Which of the lines below contain the word "white"? Pick out each one and copy it in full.

■ ■ ■ ■

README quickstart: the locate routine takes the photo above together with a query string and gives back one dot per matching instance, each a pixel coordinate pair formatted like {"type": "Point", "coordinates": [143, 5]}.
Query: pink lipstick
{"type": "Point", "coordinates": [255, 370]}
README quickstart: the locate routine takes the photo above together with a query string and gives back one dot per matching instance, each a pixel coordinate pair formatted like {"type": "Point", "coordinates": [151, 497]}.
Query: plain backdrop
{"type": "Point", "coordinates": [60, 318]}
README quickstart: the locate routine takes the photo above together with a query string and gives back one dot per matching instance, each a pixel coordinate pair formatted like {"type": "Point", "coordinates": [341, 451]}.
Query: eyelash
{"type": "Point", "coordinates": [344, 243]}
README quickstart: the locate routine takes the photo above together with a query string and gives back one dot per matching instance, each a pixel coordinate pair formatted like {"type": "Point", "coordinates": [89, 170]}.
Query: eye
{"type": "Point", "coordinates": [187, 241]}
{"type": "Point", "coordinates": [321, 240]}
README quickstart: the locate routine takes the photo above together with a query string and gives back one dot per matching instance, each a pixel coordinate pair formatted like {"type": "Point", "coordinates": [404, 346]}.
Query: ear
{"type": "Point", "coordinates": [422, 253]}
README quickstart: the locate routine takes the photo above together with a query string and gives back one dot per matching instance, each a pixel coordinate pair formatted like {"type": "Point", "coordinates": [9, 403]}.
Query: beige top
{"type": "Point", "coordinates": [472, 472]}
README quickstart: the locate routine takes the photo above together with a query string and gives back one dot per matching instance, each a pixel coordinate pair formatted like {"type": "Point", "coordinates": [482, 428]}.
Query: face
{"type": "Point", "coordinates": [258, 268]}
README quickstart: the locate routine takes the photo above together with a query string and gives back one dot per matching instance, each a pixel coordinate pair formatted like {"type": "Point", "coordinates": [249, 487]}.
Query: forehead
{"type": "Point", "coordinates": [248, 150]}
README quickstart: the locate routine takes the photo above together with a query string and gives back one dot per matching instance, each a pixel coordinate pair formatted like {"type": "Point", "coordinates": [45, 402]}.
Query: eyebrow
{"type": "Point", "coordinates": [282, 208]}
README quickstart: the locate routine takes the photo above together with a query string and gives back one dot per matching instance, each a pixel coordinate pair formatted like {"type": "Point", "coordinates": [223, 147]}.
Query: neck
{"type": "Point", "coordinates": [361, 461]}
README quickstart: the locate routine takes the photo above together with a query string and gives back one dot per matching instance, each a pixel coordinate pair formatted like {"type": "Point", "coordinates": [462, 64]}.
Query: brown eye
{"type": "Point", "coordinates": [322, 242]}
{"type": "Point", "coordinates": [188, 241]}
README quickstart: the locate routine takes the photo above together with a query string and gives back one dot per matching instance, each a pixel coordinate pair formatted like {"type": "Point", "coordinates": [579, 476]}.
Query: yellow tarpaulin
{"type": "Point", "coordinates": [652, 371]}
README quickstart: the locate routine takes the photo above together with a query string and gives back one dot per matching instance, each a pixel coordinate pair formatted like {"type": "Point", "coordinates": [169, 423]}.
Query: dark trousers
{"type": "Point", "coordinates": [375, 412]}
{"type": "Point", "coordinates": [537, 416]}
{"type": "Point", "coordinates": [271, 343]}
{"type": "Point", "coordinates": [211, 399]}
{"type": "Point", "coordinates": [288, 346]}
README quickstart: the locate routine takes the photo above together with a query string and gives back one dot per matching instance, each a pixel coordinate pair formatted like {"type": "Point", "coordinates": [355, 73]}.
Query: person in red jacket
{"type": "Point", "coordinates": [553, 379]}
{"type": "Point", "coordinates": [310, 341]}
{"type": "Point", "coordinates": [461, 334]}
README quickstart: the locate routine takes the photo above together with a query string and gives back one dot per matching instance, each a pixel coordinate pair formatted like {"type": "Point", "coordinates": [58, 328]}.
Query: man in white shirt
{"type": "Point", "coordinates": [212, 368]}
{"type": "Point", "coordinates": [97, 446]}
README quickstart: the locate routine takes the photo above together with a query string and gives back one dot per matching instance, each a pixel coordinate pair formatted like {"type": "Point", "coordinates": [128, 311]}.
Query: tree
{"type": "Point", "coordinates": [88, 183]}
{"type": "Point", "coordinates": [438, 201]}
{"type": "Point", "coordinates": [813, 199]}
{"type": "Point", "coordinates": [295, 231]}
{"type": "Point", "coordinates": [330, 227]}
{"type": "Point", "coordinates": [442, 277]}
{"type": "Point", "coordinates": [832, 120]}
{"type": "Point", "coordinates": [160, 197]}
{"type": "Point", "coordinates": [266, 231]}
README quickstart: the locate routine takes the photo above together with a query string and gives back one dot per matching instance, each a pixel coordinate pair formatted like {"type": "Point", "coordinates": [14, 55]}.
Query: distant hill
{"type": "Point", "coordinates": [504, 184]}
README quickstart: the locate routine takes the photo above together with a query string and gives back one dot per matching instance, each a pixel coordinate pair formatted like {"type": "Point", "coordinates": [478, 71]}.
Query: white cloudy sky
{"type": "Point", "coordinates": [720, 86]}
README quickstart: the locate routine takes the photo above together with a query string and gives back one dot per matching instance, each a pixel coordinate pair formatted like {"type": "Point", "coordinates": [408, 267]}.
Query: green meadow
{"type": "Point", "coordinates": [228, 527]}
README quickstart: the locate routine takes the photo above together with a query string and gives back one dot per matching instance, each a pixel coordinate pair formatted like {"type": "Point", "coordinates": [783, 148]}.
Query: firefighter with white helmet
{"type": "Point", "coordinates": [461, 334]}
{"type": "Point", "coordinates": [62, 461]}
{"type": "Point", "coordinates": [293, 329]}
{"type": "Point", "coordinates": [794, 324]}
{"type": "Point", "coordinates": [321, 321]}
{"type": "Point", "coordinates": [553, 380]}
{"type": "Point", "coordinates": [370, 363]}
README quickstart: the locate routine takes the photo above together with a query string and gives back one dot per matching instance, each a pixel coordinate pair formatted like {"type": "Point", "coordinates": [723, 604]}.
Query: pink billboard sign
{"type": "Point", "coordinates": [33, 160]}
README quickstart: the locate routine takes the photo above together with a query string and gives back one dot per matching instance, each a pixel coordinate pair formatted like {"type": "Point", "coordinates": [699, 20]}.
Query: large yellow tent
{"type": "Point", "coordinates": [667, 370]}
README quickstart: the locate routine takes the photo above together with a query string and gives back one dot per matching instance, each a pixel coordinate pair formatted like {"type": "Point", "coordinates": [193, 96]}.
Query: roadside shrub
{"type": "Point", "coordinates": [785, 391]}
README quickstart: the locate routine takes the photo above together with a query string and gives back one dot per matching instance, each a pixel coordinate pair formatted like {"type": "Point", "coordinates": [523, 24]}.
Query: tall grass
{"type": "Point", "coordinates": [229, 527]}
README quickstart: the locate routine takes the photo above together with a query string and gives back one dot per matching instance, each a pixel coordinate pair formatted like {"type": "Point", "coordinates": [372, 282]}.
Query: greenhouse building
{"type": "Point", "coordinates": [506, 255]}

■ ■ ■ ■

_Correct answer_.
Query: man in white shirt
Query: white cloudy sky
Query: firefighter with white helmet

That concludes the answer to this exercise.